Task to carry out:
Answer these questions from the post on Missouri's HJR 73:
1. Who is named as Missouri's Secretary of State?
2. In which state was the man arrested after his stepdaughter delivered a stillborn fetus?
3. How old does the writer say they are?

Text:

*****

Trigger Warning: this post discusses rape and incest
Denny Hoskins, Missouri’s Secretary of State, says that the approved amendment language, HJR 73, is not an abortion ban, but it removes approval for all abortions except in cases of miscarriage, ectopic pregnancy, fetal anomalies any time in pregnancy, and for rape or incest after 12 weeks. To say it another way: if you file charges against your rapist (whether related or not) quickly enough to be able to prove the pregnancy is a result of the rape (within 12 weeks), you have access to an abortion. For some reason, I doubt that will happen very often in cases of incest. Very frequently the victims are coerced quite a bit. And when their victimizers realize they might be “caught,” it will probably be too late to address the issue in Missouri. Why do I imagine cases more like the man arrested in Texas after his stepdaughter delivered a stillborn fetus and put it in a Walmart garbage can after he took her to Mexico for an abortion? Maybe because I am over 50 years old and have seen too much by now to expect much better.

*****

Dataset records:
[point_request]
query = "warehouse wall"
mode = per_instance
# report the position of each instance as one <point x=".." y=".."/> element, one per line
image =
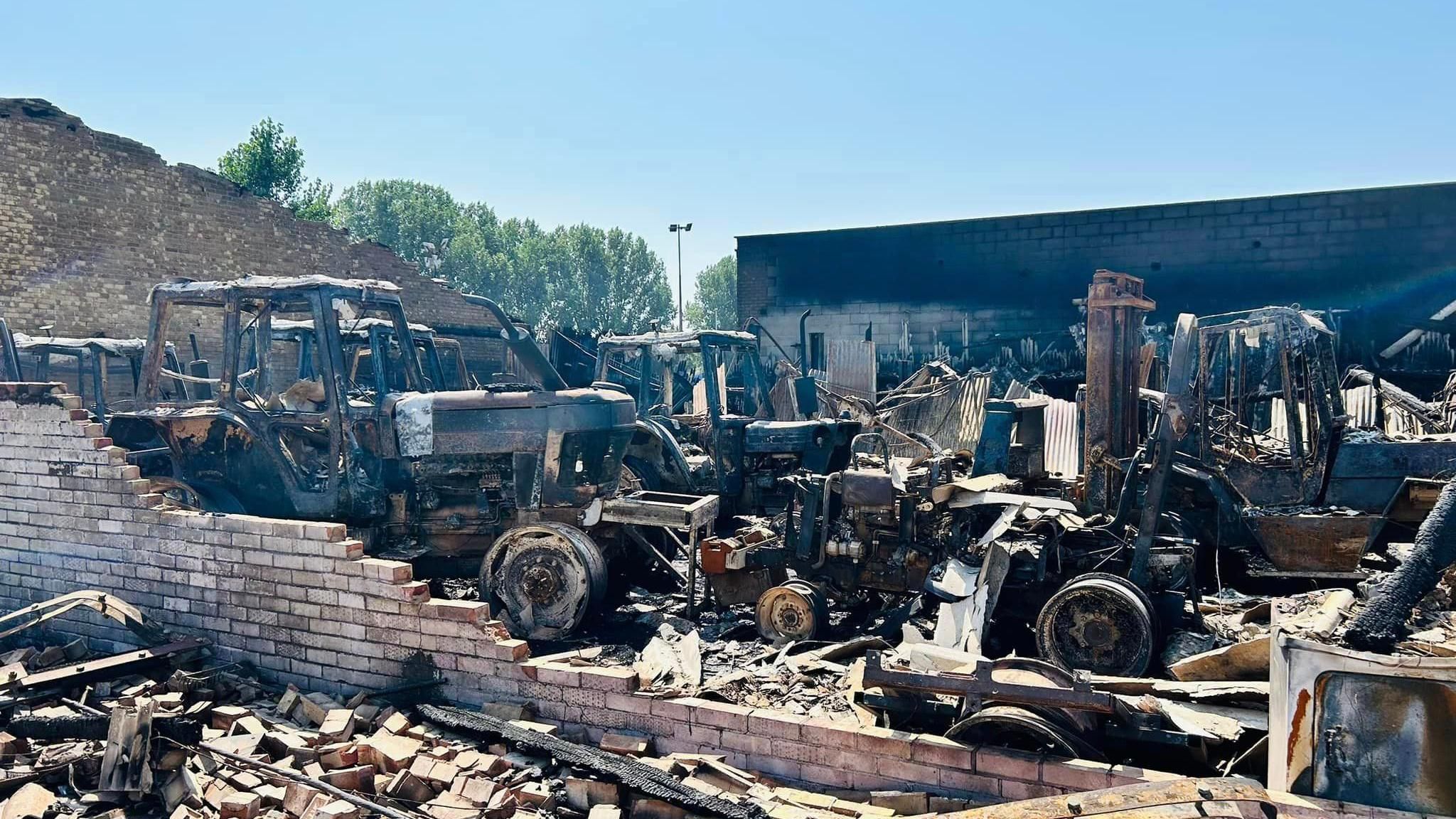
<point x="89" y="222"/>
<point x="1383" y="250"/>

*****

Answer for the task:
1. Denny Hoskins
2. Texas
3. Over 50 years old